# WHAT IS REQUIRED
Reproduce the entries in full, with no changes.

# PROVIDED INFORMATION

▬▬▬▬▬▬

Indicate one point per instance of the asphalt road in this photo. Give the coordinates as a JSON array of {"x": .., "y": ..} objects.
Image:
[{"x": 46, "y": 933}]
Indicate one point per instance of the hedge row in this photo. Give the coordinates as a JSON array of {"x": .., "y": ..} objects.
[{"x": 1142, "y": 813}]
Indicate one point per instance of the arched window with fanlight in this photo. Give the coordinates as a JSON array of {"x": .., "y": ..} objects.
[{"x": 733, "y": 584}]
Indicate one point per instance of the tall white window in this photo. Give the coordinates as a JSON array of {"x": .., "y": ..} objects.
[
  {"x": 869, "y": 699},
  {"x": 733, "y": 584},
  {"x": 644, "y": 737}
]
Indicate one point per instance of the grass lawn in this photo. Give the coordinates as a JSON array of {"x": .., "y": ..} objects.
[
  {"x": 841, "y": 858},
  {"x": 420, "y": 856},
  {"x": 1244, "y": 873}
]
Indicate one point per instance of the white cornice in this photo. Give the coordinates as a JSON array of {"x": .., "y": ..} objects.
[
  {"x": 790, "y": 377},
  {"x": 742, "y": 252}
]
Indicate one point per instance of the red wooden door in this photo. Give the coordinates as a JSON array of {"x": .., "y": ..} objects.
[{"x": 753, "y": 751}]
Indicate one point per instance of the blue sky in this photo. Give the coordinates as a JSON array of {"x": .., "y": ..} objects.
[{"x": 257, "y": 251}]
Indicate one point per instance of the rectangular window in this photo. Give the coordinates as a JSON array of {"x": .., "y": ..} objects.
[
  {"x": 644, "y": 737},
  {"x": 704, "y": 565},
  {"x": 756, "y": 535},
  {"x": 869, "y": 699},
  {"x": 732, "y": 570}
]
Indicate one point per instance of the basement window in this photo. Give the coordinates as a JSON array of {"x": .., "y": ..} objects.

▬▬▬▬▬▬

# RESULT FOR THIS TASK
Indicate one point per instance of the asphalt road in this photo. Give the coordinates as a JSON array of {"x": .., "y": ..} objects.
Image:
[{"x": 46, "y": 933}]
Indicate one point per instance of the hedge row in this photo. Give the coordinates as a JSON array of {"x": .., "y": ..} objects.
[{"x": 1142, "y": 813}]
Indicate one point per instance of the arched window with fanlight in this photo. Give the coordinates as a JSON array of {"x": .., "y": ..} objects.
[{"x": 733, "y": 584}]
Indicate one point per instance of the tall white window in this photo. Give the coordinates as a JSON array of {"x": .., "y": ..} objects.
[
  {"x": 869, "y": 699},
  {"x": 733, "y": 584},
  {"x": 644, "y": 737}
]
Indicate one point per instance of the grass lawn in this photo. Give the coordinates as a JSON array of {"x": .., "y": ..} objects.
[
  {"x": 841, "y": 858},
  {"x": 420, "y": 856},
  {"x": 1244, "y": 873}
]
Indicate one point per instance of the white cornice in this photo. Give the coordinates as a JSON array of {"x": .., "y": ..} objects.
[
  {"x": 790, "y": 377},
  {"x": 742, "y": 252}
]
Indicate one point per instance of the red wooden door in this photo. Give the coordinates as a JSON array of {"x": .., "y": ..} objects.
[{"x": 753, "y": 751}]
Indicate one point per instance of the blue sky in this photo. Give the coordinates as a JSON array of {"x": .., "y": ..} objects.
[{"x": 257, "y": 251}]
Indicate one point per instance of the rectangular window in this photo. Give the coordinates as a JSON array of {"x": .., "y": ..} objects.
[
  {"x": 644, "y": 737},
  {"x": 704, "y": 565},
  {"x": 756, "y": 535},
  {"x": 869, "y": 699},
  {"x": 732, "y": 570}
]
Indicate one point per instance of the basement window in this photo. Give the coordinates as a JSON array of {"x": .., "y": ..} objects.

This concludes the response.